__Task prompt__. Give the number of lines in the data below that contain "Kindly", and only that number.

__Information supplied__.

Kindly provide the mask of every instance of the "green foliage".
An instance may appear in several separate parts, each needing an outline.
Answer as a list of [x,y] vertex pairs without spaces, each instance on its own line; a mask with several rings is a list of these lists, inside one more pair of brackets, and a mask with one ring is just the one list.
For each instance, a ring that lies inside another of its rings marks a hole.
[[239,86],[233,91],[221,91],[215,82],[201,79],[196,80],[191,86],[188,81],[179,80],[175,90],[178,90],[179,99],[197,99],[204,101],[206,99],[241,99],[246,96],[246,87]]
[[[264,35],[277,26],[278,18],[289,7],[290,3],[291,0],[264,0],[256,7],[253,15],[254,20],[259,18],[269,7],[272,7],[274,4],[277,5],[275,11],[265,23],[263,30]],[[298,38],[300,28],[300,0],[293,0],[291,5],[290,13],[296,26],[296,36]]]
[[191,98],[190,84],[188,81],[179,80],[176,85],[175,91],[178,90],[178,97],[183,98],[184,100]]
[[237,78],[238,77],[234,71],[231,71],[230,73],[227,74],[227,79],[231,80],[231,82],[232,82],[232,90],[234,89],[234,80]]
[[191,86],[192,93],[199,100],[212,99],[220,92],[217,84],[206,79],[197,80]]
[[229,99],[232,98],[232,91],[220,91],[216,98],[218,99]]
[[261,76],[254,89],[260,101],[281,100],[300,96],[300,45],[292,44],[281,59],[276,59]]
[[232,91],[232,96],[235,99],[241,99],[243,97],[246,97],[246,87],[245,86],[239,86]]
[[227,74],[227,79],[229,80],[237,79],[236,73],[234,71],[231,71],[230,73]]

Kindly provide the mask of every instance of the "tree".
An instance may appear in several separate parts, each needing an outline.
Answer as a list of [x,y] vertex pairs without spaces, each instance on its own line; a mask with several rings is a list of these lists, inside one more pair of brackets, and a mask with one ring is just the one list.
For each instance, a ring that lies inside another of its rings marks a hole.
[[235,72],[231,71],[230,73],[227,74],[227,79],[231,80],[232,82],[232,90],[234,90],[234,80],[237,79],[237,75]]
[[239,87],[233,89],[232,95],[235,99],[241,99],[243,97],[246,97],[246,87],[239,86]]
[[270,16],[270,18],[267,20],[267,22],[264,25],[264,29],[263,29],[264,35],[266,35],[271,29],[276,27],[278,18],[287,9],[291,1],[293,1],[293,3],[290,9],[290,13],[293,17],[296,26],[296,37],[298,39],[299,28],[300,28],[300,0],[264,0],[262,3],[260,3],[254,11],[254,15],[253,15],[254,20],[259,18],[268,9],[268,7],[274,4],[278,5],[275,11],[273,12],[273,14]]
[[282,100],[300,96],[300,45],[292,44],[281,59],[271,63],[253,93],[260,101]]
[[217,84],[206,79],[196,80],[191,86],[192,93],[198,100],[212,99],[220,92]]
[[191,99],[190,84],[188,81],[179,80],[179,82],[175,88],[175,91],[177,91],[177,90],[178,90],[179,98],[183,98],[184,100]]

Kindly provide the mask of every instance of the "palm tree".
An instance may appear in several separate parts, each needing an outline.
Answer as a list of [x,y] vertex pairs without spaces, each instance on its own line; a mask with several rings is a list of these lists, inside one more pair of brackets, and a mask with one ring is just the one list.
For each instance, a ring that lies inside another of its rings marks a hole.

---

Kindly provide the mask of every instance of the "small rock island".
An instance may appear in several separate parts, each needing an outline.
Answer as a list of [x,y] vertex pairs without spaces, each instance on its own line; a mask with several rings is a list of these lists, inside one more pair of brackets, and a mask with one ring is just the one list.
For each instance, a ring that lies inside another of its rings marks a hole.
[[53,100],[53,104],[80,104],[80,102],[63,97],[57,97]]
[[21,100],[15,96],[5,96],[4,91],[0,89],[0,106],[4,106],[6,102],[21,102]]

__Written reply__. 4